(Extracted data entries)
· · · · ·

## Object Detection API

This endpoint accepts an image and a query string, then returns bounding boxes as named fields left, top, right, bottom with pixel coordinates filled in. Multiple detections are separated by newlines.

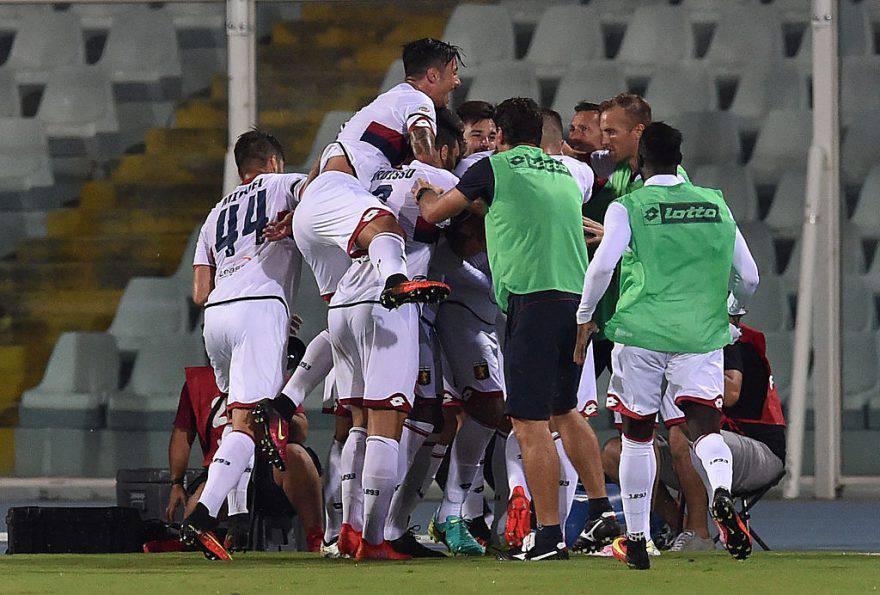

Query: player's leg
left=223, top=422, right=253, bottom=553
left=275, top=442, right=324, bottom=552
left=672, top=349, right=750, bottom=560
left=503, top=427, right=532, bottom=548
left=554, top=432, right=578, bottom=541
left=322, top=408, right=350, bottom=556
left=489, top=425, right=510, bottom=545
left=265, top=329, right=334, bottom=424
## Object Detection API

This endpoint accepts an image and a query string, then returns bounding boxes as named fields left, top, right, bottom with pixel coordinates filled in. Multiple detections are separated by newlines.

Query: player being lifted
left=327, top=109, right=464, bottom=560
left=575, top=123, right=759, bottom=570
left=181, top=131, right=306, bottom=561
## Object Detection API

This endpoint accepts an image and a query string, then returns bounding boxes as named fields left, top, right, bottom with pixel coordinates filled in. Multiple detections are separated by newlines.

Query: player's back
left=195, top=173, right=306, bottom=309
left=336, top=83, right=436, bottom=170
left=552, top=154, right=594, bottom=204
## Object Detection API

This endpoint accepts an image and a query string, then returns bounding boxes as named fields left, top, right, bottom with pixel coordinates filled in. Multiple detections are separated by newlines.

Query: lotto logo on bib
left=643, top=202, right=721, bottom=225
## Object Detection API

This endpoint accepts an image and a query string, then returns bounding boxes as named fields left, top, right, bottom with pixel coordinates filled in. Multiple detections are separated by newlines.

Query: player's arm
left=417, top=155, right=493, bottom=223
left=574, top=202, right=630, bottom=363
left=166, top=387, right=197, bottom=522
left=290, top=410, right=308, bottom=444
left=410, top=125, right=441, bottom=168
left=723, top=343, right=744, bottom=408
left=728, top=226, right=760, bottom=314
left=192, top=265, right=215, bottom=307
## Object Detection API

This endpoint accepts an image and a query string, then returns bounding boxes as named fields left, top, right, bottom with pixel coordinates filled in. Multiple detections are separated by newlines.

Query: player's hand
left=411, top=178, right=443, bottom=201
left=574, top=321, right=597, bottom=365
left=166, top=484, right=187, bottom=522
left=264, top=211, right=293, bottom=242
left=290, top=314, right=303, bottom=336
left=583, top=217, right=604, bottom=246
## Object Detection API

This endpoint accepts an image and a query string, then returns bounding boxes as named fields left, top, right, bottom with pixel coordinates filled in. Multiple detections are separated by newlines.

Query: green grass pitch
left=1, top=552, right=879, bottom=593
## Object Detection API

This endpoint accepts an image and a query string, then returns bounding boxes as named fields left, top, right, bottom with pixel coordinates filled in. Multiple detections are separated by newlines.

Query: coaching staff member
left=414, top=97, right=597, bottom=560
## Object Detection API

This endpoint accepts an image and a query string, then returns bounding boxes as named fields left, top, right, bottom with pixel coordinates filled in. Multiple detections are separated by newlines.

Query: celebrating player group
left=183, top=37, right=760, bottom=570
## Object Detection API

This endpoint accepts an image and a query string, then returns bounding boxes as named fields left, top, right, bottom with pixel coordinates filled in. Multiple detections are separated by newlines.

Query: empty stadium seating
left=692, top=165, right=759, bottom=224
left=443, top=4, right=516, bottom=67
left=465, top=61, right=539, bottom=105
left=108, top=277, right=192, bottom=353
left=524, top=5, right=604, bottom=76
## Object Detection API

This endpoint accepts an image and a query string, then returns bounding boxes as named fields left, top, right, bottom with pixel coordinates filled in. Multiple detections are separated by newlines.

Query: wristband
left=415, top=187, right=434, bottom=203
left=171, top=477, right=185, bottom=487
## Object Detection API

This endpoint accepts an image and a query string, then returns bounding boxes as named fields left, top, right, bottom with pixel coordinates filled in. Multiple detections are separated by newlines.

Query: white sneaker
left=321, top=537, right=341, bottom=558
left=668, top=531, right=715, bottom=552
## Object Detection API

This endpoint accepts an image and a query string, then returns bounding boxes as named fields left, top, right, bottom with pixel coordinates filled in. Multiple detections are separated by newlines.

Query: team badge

· · · · ·

Task description:
Word for word, return the records shown above without their pictures.

Exercise solution:
## Object Detection API

This endpoint accepts an image and a query string, then returns bounding boxes as named fields left, top, right, bottom with pixel coordinates filled in. Multiple detections are separated by newlines.


Query: player's leg
left=223, top=422, right=253, bottom=553
left=275, top=442, right=324, bottom=552
left=672, top=349, right=750, bottom=560
left=503, top=427, right=532, bottom=548
left=554, top=432, right=578, bottom=541
left=322, top=408, right=350, bottom=556
left=489, top=425, right=510, bottom=545
left=265, top=329, right=334, bottom=424
## Object Detection API

This endpoint accepts an image and a query string, then returns bounding boxes as named fields left, top, right, bottom with pixel coordinates filled in. Multiple detections are separated by newlines.

Query: player being lifted
left=327, top=109, right=464, bottom=560
left=575, top=123, right=759, bottom=570
left=181, top=131, right=306, bottom=561
## Object Detection API

This endpoint accepts an image and a query string, then returns bounding boxes as named fields left, top, right, bottom with pixel coordinates filled in. Multiple detections are separated by newlines.

Query: player's back
left=195, top=173, right=306, bottom=309
left=336, top=83, right=436, bottom=170
left=552, top=154, right=594, bottom=204
## Object Detection API

This endpoint accepts an image and a query string, then returns bounding boxes as named fields left, top, right, bottom with pixel coordinates filled in. Multiple detections are separated by newlines.

Query: lotto logo on bib
left=643, top=202, right=721, bottom=225
## Object Detection API

This endpoint accepts an image and a query string, then returns bounding boxes as named fields left, top, right, bottom with pixel coordinates filled in. Multiple detections are separated by newlines.

Query: player's arm
left=417, top=155, right=493, bottom=223
left=574, top=202, right=630, bottom=363
left=166, top=387, right=197, bottom=522
left=290, top=410, right=308, bottom=444
left=410, top=125, right=441, bottom=168
left=723, top=343, right=744, bottom=408
left=728, top=226, right=760, bottom=314
left=192, top=265, right=215, bottom=307
## Object Detection API

This endpoint accepts an image and a query string, then returns bounding boxes as named fields left, top, right, bottom with pixel coordinates filled in. Multiple detections are separated by newlines.

Query: player's hand
left=411, top=178, right=443, bottom=201
left=574, top=321, right=597, bottom=365
left=166, top=484, right=187, bottom=522
left=264, top=211, right=293, bottom=242
left=290, top=314, right=303, bottom=336
left=583, top=217, right=604, bottom=246
## Object Detection API

This endpoint accepts an image and a query string, then returns bounding boxes as named fields left, top, right, bottom with pixel coordinates filled in. Multiple detections are separated by newlines.

Query: green grass pitch
left=1, top=552, right=879, bottom=593
## Object Detection API

This endpoint accepts an image and a query string, then returns bounding boxes as named fields left, top, right, bottom with pixel coordinates filled in. Multiple detections are separated by newlines.

Query: coaching staff member
left=414, top=97, right=597, bottom=560
## Object Detection API

This endpoint accepts an image and a query string, then returns bounding boxes as named fields left, top, right, bottom with pixel coordinates filled in. Multiple detections are separated by newlines.

Query: celebrating player group
left=183, top=37, right=760, bottom=570
## Object Detection API

This endpoint accepts an image and a query string, then returns bounding boxes as named fields left, top, right, bottom with pixel coordinates filled in. Multiple detections are separated by newlines.

Query: empty stadium seating
left=692, top=165, right=759, bottom=224
left=443, top=4, right=516, bottom=67
left=465, top=61, right=539, bottom=105
left=108, top=277, right=192, bottom=353
left=524, top=5, right=604, bottom=76
## Object Detection API

This endpoint accepts an image and a query string, then returns bounding boxes as named fields left, top, right, bottom with pixel coordinates filled in. Multiple detections are separated by newlines.

Query: wristband
left=415, top=187, right=434, bottom=203
left=171, top=477, right=185, bottom=487
## Object Detection API

This endpoint accepts an image and a query string, then returns bounding boxes as named fields left, top, right, bottom with pixel coordinates filled in. Multiple detections are separated by newlines.

Query: white sneaker
left=321, top=537, right=341, bottom=558
left=668, top=531, right=715, bottom=552
## Object Detection API

This endpoint accepts an image and a query string, then returns bounding boxes as named fields left, top, right, bottom with pixel coordinates filled in. Multiple detections are separated by newlines.

Query: team badge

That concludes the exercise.